From the line containing "subject: muddy ground" through the last line of the entries below, repeat each line word for word and leave out the rest.

- [DATA]
——————
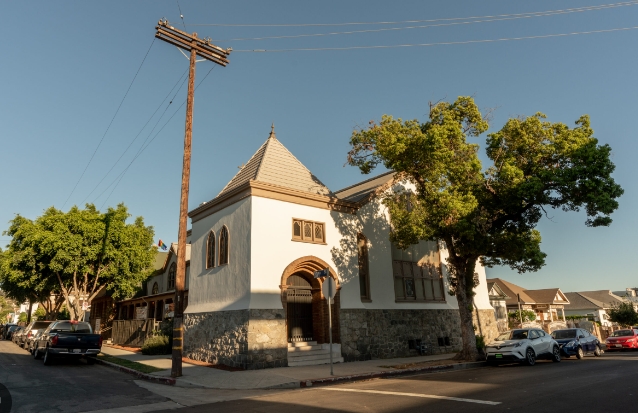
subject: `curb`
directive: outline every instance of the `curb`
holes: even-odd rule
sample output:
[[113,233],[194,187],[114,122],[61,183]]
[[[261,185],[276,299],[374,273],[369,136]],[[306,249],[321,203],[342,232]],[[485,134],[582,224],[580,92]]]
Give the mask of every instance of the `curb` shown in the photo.
[[97,364],[102,364],[104,366],[114,368],[114,369],[119,370],[119,371],[121,371],[123,373],[131,374],[131,375],[137,377],[138,379],[150,381],[150,382],[153,382],[153,383],[167,384],[169,386],[174,386],[175,385],[175,381],[176,380],[174,378],[172,378],[172,377],[153,376],[151,374],[142,373],[141,371],[133,370],[131,368],[120,366],[119,364],[111,363],[111,362],[108,362],[108,361],[100,360],[98,358],[96,358],[95,362]]
[[402,370],[351,374],[348,376],[326,377],[323,379],[301,380],[299,384],[300,384],[300,387],[327,386],[327,385],[338,384],[338,383],[342,383],[346,381],[371,380],[371,379],[378,379],[378,378],[384,378],[384,377],[403,376],[403,375],[419,374],[419,373],[438,373],[440,371],[466,370],[466,369],[473,369],[473,368],[485,367],[485,366],[487,366],[487,362],[475,361],[475,362],[469,362],[469,363],[445,364],[441,366],[413,367],[413,368],[402,369]]

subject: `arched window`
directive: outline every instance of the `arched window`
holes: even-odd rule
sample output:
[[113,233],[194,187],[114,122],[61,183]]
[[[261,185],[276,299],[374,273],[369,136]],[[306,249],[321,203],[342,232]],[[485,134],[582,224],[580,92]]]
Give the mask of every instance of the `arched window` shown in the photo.
[[172,263],[171,267],[168,269],[168,285],[166,286],[167,290],[172,290],[175,288],[176,276],[177,276],[177,264]]
[[219,265],[228,264],[228,228],[224,225],[219,233]]
[[215,231],[208,234],[208,243],[206,244],[206,268],[215,266]]
[[359,290],[362,300],[370,300],[370,272],[368,270],[368,240],[363,234],[357,234],[359,252]]

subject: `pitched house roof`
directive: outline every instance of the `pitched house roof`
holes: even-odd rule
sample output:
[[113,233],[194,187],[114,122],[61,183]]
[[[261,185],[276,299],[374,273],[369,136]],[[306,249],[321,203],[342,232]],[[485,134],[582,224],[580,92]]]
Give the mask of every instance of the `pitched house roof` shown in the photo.
[[217,194],[217,197],[250,181],[259,181],[317,195],[330,194],[330,190],[279,142],[275,136],[274,125],[266,142]]
[[526,290],[501,278],[491,278],[486,280],[486,282],[488,285],[490,283],[497,284],[508,295],[509,298],[505,300],[507,305],[518,304],[517,294],[520,296],[521,304],[569,304],[569,300],[560,288]]
[[340,189],[334,194],[337,198],[350,202],[365,201],[368,197],[376,192],[376,190],[387,183],[391,182],[396,175],[394,171],[388,171],[377,175],[373,178],[367,179],[363,182],[351,185],[349,187]]

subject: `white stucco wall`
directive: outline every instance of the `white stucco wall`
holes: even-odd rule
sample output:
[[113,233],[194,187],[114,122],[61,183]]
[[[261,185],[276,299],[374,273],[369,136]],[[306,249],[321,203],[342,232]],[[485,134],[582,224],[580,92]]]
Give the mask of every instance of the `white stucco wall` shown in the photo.
[[[186,313],[241,310],[249,308],[251,268],[251,203],[246,198],[192,224],[190,285]],[[228,264],[206,269],[208,234],[215,231],[217,251],[219,232],[226,225],[229,233]],[[217,254],[219,255],[219,254]]]

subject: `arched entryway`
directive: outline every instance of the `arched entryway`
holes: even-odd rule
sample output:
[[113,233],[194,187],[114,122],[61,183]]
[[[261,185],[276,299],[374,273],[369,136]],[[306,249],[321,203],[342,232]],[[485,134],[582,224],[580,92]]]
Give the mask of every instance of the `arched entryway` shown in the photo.
[[299,258],[284,270],[281,278],[281,300],[286,312],[288,342],[316,341],[327,343],[329,333],[328,303],[321,291],[322,281],[314,278],[314,272],[329,268],[330,276],[336,281],[337,295],[332,306],[332,338],[339,343],[339,303],[338,277],[323,260],[314,256]]

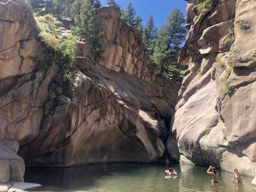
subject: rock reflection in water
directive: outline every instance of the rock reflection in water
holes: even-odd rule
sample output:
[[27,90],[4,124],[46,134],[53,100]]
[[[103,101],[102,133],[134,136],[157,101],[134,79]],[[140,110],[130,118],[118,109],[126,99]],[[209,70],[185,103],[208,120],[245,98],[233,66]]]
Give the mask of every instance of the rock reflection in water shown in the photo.
[[[171,167],[179,175],[164,179],[165,169]],[[253,191],[251,178],[242,185],[231,181],[232,174],[219,172],[220,181],[212,184],[206,168],[187,164],[109,163],[69,168],[30,168],[25,181],[44,186],[36,191],[105,192]]]

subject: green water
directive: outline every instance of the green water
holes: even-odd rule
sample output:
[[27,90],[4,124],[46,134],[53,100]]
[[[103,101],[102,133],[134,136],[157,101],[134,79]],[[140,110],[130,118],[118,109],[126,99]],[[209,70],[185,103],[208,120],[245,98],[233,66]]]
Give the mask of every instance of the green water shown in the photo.
[[[175,168],[176,179],[165,179],[164,170]],[[25,182],[37,183],[37,191],[256,191],[252,178],[245,177],[242,184],[231,181],[232,174],[219,172],[218,183],[210,181],[206,168],[187,164],[110,163],[69,168],[30,168]]]

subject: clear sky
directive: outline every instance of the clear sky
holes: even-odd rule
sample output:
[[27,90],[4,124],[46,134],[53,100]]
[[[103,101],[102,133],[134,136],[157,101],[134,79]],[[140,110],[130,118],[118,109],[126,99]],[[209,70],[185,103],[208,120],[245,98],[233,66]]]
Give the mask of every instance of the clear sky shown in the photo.
[[[106,0],[101,0],[101,4],[105,6]],[[186,2],[185,0],[116,0],[121,7],[126,9],[131,2],[136,10],[137,14],[140,15],[145,24],[151,14],[155,18],[155,25],[160,28],[165,24],[167,16],[175,9],[178,8],[185,16]]]

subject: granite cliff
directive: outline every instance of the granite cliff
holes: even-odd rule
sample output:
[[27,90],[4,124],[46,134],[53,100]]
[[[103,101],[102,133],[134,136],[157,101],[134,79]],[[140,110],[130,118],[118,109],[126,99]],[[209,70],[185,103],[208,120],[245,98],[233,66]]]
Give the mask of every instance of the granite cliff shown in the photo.
[[[119,8],[95,11],[103,59],[92,60],[86,39],[77,42],[71,98],[54,81],[60,67],[38,65],[45,47],[30,6],[0,1],[1,182],[22,180],[25,164],[149,162],[164,156],[180,83],[158,75],[139,31],[123,23]],[[70,34],[65,22],[72,19],[59,19],[65,39]]]
[[179,62],[189,68],[167,148],[176,138],[182,159],[254,177],[256,3],[207,2],[187,4],[189,32]]

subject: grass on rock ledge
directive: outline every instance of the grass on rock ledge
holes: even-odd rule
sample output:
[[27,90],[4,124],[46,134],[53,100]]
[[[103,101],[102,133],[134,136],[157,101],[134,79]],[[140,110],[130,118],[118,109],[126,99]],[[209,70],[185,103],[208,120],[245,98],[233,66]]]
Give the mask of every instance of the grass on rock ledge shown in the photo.
[[43,49],[38,50],[37,60],[39,67],[47,70],[52,65],[58,67],[58,72],[54,81],[60,86],[64,94],[73,97],[74,73],[73,67],[76,65],[76,42],[78,37],[71,36],[68,39],[58,38],[56,19],[51,14],[41,16],[34,13],[38,40],[42,42]]

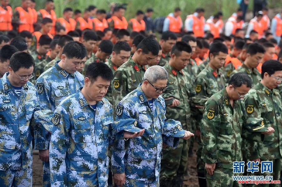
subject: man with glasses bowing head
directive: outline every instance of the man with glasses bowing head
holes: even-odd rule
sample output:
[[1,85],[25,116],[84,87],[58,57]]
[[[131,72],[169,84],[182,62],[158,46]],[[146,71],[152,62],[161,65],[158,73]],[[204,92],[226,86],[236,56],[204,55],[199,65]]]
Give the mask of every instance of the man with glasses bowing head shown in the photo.
[[145,129],[143,136],[120,140],[113,147],[112,170],[119,186],[159,186],[163,143],[175,148],[180,138],[194,135],[183,129],[180,122],[165,121],[165,104],[160,95],[168,88],[167,79],[163,67],[150,67],[142,83],[117,107],[115,123],[136,120],[134,125]]
[[30,124],[38,108],[36,91],[29,80],[34,60],[24,52],[11,57],[8,72],[0,78],[0,184],[32,185],[33,137]]

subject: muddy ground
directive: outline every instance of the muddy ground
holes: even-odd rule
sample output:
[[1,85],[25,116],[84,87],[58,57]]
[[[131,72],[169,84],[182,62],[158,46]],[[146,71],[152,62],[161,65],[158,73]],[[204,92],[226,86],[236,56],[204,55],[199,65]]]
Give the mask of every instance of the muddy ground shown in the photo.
——————
- [COMPLETE RESPONSE]
subject: muddy ground
directive: outline every instance of the muddy ground
holes: even-odd rule
sample output:
[[1,85],[25,116],[84,87],[58,57]]
[[[131,72],[169,84],[182,62],[158,46]],[[146,71],[152,62],[161,65],[158,73]],[[204,92],[226,86],[236,56],[204,55],[199,65]]]
Give the mask of every instance of the muddy ground shown in the photo.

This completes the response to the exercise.